Which dollar amounts appear in the text on stock trading bands? List every one.

Text segment:

════

Right. I noticed how much work it was on Wednesday, when I got whipped around and ended up 150 bucks down for the day. In hindsight, I was not giving the market its due, meaning the market was not making big moves up and down, the Dow was up 5, down 10, etc.
Under those circumstances, I would have been better off playing the short (real short) moves.
Tim, see if you can set up your screen to show these trading bands I was talking about last week. I use Townsend Analytics, and on that program, I can set up what they call "upper envelope" and "lower envelope". What it is basically is an average of 1% above the average price and 1% below the average price. On the screen, it looks like two parallel moving averages, one is usually above the actual price and one is usually below.
I noticed about a month ago that on some stocks, when the market was not really moving, I could sometimes get a good idea of entry and exit points for short moves by selling when the stock price went through the upper band, and buying when the stock went through the lower band. In many cases, the stock would go down FAST through the lower band and come back really fast. (You also have to have some kind of a grip on the overall direction of the stock, of course...) and these "bands" have to be adjusted sometimes for the stock, i.e. you have to set it up different for a stock that is 30 bucks and one that is 90 bucks. But the 1% range thing I mentioned above works for 40 dollar stocks, so you can see what I'm talking about.

════

Material shown:
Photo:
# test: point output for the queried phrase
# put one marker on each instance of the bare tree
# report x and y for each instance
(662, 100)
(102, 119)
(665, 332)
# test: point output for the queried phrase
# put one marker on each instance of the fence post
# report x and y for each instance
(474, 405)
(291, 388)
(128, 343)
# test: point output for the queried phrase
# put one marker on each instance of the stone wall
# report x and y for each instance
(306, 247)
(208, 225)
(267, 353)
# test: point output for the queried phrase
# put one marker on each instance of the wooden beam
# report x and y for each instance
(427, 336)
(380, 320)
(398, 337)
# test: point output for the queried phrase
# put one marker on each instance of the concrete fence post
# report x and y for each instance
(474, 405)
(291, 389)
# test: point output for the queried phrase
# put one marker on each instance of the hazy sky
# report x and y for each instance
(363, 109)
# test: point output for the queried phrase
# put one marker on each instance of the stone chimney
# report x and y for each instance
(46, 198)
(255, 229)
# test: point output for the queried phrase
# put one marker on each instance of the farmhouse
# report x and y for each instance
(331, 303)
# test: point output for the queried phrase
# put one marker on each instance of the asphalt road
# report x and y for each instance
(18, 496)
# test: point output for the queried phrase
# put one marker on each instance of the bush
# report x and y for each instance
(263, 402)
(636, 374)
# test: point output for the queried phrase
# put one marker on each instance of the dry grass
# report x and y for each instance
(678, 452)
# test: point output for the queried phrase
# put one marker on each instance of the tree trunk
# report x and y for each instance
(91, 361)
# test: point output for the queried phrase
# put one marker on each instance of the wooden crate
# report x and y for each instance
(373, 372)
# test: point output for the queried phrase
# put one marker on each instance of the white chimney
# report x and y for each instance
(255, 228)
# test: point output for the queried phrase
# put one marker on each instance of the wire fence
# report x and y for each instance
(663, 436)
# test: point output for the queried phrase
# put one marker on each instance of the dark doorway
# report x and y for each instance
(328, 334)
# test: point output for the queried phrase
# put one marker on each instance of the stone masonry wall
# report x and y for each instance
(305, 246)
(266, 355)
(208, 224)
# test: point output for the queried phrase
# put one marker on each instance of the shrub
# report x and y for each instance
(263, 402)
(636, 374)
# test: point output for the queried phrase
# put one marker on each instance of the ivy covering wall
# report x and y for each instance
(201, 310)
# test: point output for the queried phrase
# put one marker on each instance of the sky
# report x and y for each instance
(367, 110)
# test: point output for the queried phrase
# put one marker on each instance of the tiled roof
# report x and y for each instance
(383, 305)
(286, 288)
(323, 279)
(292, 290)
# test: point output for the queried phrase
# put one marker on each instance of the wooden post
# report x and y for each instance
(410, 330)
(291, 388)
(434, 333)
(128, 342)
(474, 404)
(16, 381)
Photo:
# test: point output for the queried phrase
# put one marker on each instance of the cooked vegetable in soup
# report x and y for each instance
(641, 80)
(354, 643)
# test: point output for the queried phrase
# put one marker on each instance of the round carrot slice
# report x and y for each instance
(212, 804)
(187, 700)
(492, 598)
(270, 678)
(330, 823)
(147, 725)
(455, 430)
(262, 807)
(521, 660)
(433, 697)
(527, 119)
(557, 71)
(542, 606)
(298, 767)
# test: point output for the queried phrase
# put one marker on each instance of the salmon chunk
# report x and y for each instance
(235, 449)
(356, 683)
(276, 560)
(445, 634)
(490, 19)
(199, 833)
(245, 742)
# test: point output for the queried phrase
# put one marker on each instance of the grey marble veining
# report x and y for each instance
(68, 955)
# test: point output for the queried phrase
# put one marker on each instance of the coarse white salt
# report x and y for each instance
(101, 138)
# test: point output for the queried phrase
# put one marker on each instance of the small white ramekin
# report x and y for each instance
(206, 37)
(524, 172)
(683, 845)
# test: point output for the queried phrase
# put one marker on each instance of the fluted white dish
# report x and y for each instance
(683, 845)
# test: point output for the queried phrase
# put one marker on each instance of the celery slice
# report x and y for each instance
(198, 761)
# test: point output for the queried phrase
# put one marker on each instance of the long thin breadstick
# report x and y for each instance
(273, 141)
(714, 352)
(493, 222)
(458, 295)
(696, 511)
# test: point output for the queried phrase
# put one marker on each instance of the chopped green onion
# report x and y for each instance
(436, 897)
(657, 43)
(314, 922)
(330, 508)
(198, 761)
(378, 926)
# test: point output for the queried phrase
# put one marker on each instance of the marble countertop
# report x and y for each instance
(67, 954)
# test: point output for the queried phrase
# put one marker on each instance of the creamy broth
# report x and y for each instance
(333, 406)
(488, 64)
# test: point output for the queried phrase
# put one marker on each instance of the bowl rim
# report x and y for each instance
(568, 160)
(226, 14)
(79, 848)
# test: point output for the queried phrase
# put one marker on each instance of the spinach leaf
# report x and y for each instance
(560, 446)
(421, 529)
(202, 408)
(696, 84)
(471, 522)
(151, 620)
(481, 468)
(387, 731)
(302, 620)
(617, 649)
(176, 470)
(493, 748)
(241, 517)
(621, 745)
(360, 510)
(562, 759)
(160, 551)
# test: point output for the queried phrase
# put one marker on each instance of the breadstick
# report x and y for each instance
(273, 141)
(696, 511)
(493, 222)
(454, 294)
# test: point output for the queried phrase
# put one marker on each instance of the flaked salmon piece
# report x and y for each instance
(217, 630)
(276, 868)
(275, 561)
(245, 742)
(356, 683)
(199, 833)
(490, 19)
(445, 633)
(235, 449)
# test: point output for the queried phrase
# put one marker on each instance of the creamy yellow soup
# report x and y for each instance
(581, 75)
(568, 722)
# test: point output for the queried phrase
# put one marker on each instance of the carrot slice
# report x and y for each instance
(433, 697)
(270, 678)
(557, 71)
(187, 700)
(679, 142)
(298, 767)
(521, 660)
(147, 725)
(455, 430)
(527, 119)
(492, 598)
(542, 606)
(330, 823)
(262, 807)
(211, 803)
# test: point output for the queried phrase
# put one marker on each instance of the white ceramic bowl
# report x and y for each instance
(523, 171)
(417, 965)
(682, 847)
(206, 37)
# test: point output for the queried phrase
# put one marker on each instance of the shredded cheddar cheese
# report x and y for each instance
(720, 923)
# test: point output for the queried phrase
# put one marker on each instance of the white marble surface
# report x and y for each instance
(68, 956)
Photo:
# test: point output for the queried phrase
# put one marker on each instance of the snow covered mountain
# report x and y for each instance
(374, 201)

════

Solved exercise:
- 150 bucks
- 30 bucks
- 90 bucks
- 40 dollars